Pagina:
● ● ● ● ●

I mercati questa volta la presero malissimo e andarono nel panico: era cominciata la crisi.
Chiavi di interpretazione
Qualche notazione generale risulta utile per comprendere le modalità della crisi e le interazioni che vi si sono manifestate.
Più di altre, quella che viviamo è stata preceduta da un’espansione del credito, anomala per i suoi ritmi straordinari: fra la fine degli anni Novanta e il 2007 il rapporto incrementale fra credito e prodotto lordo aumentò del 50%. Date le condizioni permissive dell’offerta di credito prima esaminate, la domanda era alimentata da una noncuranza per il rischio da parte degli investitori, che si manifestava non solo in un maggiore ‘appetito’ per investimenti ad alto rendimento e perciò meno sicuri, ma ancor più in una valutazione ottimistica, consapevole o inconsapevole, di tutti i rischi insiti in quegli investimenti, da quello di insolvenza a quello di illiquidità. L’altra faccia dell’aumento del credito è l’aumento dell’indebitamento, che, insieme alla maggiore propensione al rischio, ha determinato un gonfiamento delle poste attive e passive dei bilanci degli intermediari (Adrian, Shin 2008), dovuto sia all’aumento di valore degli strumenti finanziari in portafoglio, sia a un aumento ciclico del rapporto fra debito e capitale. In definitiva, il leverage del sistema, inteso sia nel senso stretto di rapporto fra indebitamento e capitale sia nel senso più generale di esposizione al rischio, raggiunse valori eccezionali, soprattutto in alcuni Paesi.

● ● ● ● ●

Dati forniti:
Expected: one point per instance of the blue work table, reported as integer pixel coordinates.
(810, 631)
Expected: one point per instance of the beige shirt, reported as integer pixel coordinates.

● ● ● ● ●

Esercizio scritto 1:
Rispondi alle seguenti domande in base alla pagina.
(a) Come reagirono i mercati quando cominciò la crisi?
(b) Di quanto aumentò il rapporto incrementale fra credito e prodotto lordo fra la fine degli anni Novanta e il 2007?
(c) In quali due sensi viene inteso il leverage del sistema?
Esercizio scritto 2:
Copia dalla pagina il passo compreso tra "I mercati questa" e "si sono manifestate.", estremi inclusi.
Esercizio scritto 3:
Indica se ciascuna affermazione concorda con la pagina. Rispondi sì o no e cita le parole decisive.
(a) L'espansione del credito che ha preceduto la crisi ebbe ritmi straordinari.
(b) Gli investitori valutavano con pessimismo i rischi degli investimenti.
(c) Il leverage del sistema raggiunse valori eccezionali in egual misura in tutti i Paesi.

Soluzione svolta 1:
(a) La presero malissimo e andarono nel panico.
(b) Del 50%.
(c) Nel senso stretto di rapporto fra indebitamento e capitale e nel senso più generale di esposizione al rischio.

Soluzione svolta 2:
I mercati questa volta la presero malissimo e andarono nel panico: era cominciata la crisi.
Chiavi di interpretazione
Qualche notazione generale risulta utile per comprendere le modalità della crisi e le interazioni che vi si sono manifestate.

Soluzione svolta 3:
(a) Sì: "un’espansione del credito, anomala per i suoi ritmi straordinari".
(b) No: "in una valutazione ottimistica, consapevole o inconsapevole, di tutti i rischi insiti in quegli investimenti".
(c) No: "raggiunse valori eccezionali, soprattutto in alcuni Paesi".